## OPDRACHT
Herhaal het tekstblok over het onderhoud van het brandstofsysteem volledig en woord voor woord.

## TEKSTBLOK
Onderhoud
brandstofsysteem
GEVAAR
In bepaalde omstandigheden zijn dieselbrandstof
en brandstofdampen uiterst ontvlambaar en
explosief. Brand of explosie van brandstof kan
brandwonden of materiële schade veroorzaken.
• Gebruik een trechter of tuit; brandstof
uitsluitend in de open lucht bij een afgezette
of koude motor bijvullen. Eventueel gemorste
brandstof opnemen.
• Vul de brandstoftank niet helemaal. Vul de
brandstoftank totdat het peil 6 mm tot 12 mm
van de onderkant van de vulbuis staat. Dit geeft
de brandstof in de tank ruimte om uit te zetten.
• Rook nooit wanneer u met brandstof bezig bent
en houd de brandstof weg van open vlammen
of vonken.
• Bewaar de brandstof in schone, veilige en
goedgekeurde containers en zorg dat de dop op
zijn plaats blijft.
Brandstof aftappen uit de
brandstoftank
Onderhoudsinterval: Om de 800 bedrijfsuren
Vóór de stalling
De tank moet worden afgetapt en gereinigd als het
brandstofsysteem vervuild raakt of wanneer de machine
voor langere tijd wordt gestald. Gebruik schone
brandstof om de tank uit te spoelen.
Brandstofleidingen en
aansluitingen controleren
Onderhoudsinterval: Om de 400 bedrijfsuren/Jaarlijks
(houd hierbij de kortste periode aan)
De brandstofleidingen en aansluitingen controleren.
Controleer ze op slijtage, beschadigingen of loszittende
verbindingen.
Het brandstofsysteem
ontluchten
U moet het brandstofsysteem ontluchten voordat u de
motor start, indien zich één van de volgende situaties
heeft voorgedaan:
• Eerste keer starten van een nieuwe machine.

## AANGELEVERDE GEGEVENS
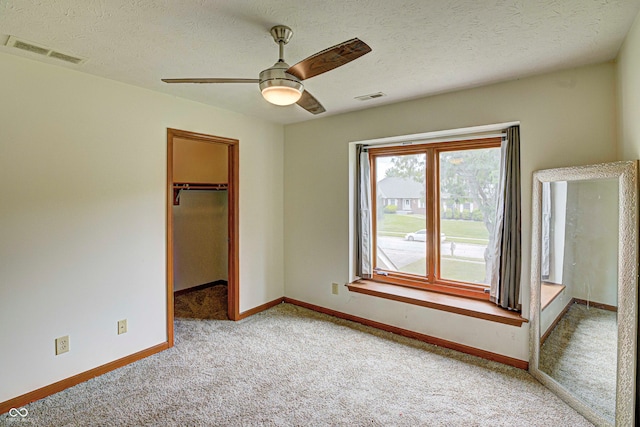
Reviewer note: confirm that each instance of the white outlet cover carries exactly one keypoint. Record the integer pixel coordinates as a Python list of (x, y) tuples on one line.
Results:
[(62, 345)]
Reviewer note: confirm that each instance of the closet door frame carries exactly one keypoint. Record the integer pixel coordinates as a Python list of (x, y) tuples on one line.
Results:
[(233, 308)]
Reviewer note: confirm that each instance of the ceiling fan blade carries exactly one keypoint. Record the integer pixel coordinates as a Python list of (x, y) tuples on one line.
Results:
[(211, 80), (309, 103), (329, 59)]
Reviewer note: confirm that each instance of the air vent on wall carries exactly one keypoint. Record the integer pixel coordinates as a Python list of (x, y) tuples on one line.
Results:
[(43, 50), (370, 96)]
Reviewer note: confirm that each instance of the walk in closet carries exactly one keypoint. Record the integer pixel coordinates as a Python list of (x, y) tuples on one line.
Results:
[(200, 214)]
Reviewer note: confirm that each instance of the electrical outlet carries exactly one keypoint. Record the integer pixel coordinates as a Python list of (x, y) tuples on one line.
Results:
[(122, 326), (334, 288), (62, 345)]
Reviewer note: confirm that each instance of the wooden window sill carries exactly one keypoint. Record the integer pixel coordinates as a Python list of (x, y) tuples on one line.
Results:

## OPLOSSING
Onderhoud
brandstofsysteem
GEVAAR
In bepaalde omstandigheden zijn dieselbrandstof
en brandstofdampen uiterst ontvlambaar en
explosief. Brand of explosie van brandstof kan
brandwonden of materiële schade veroorzaken.
• Gebruik een trechter of tuit; brandstof
uitsluitend in de open lucht bij een afgezette
of koude motor bijvullen. Eventueel gemorste
brandstof opnemen.
• Vul de brandstoftank niet helemaal. Vul de
brandstoftank totdat het peil 6 mm tot 12 mm
van de onderkant van de vulbuis staat. Dit geeft
de brandstof in de tank ruimte om uit te zetten.
• Rook nooit wanneer u met brandstof bezig bent
en houd de brandstof weg van open vlammen
of vonken.
• Bewaar de brandstof in schone, veilige en
goedgekeurde containers en zorg dat de dop op
zijn plaats blijft.
Brandstof aftappen uit de
brandstoftank
Onderhoudsinterval: Om de 800 bedrijfsuren
Vóór de stalling
De tank moet worden afgetapt en gereinigd als het
brandstofsysteem vervuild raakt of wanneer de machine
voor langere tijd wordt gestald. Gebruik schone
brandstof om de tank uit te spoelen.
Brandstofleidingen en
aansluitingen controleren
Onderhoudsinterval: Om de 400 bedrijfsuren/Jaarlijks
(houd hierbij de kortste periode aan)
De brandstofleidingen en aansluitingen controleren.
Controleer ze op slijtage, beschadigingen of loszittende
verbindingen.
Het brandstofsysteem
ontluchten
U moet het brandstofsysteem ontluchten voordat u de
motor start, indien zich één van de volgende situaties
heeft voorgedaan:
• Eerste keer starten van een nieuwe machine.